任务要求 = 更新下面所有的行：把“row-crop scouting”换成“orchard scouting”，其他内容一字不改，输出时不要带图片。

%%

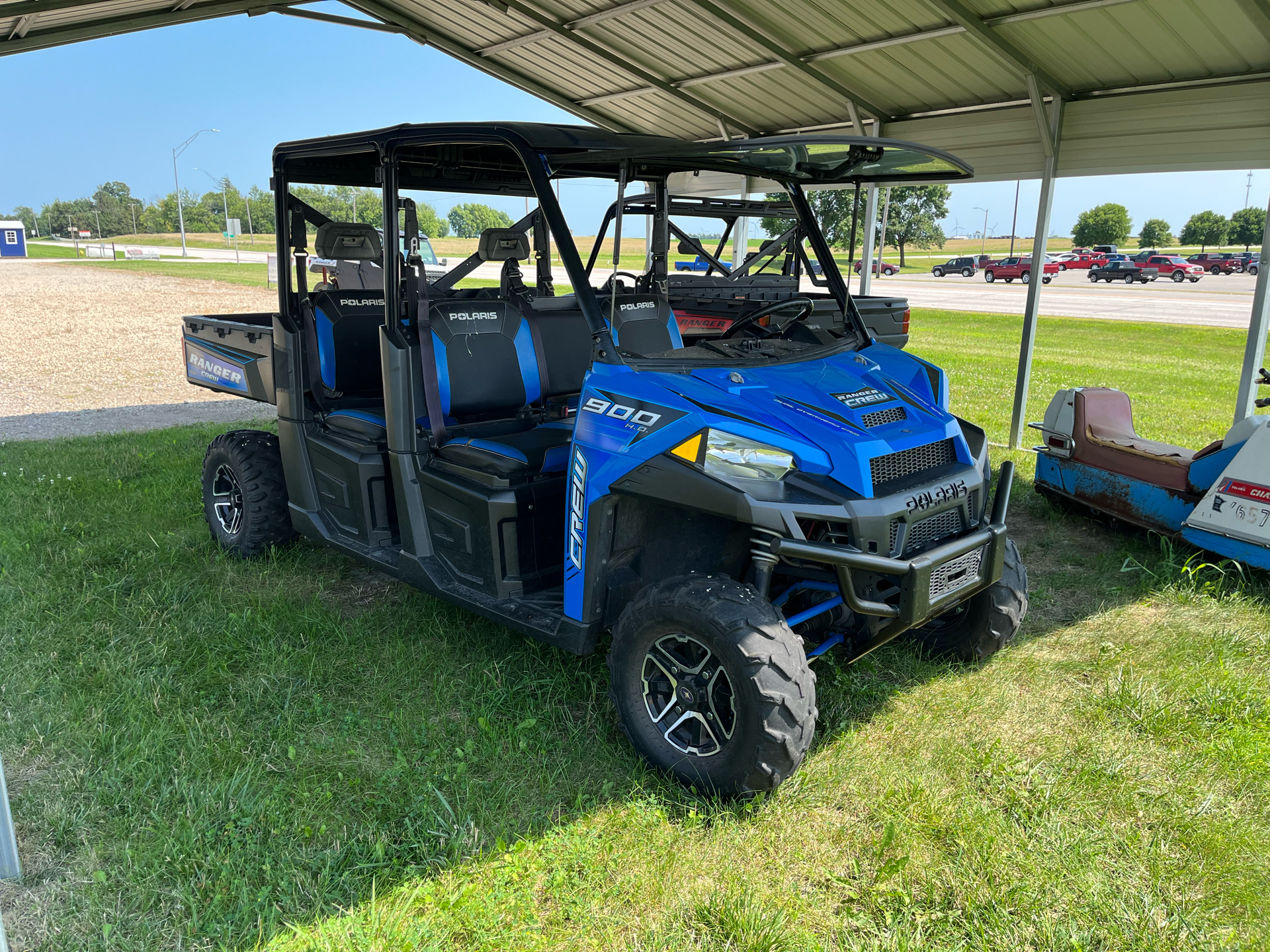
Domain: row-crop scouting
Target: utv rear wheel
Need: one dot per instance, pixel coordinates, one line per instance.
(987, 622)
(245, 494)
(712, 686)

%%

参考答案 =
Domain: orchard scouting
Target: utv rear wheel
Need: one dot per instance, pixel coordinates, one line per instance.
(987, 622)
(245, 494)
(712, 686)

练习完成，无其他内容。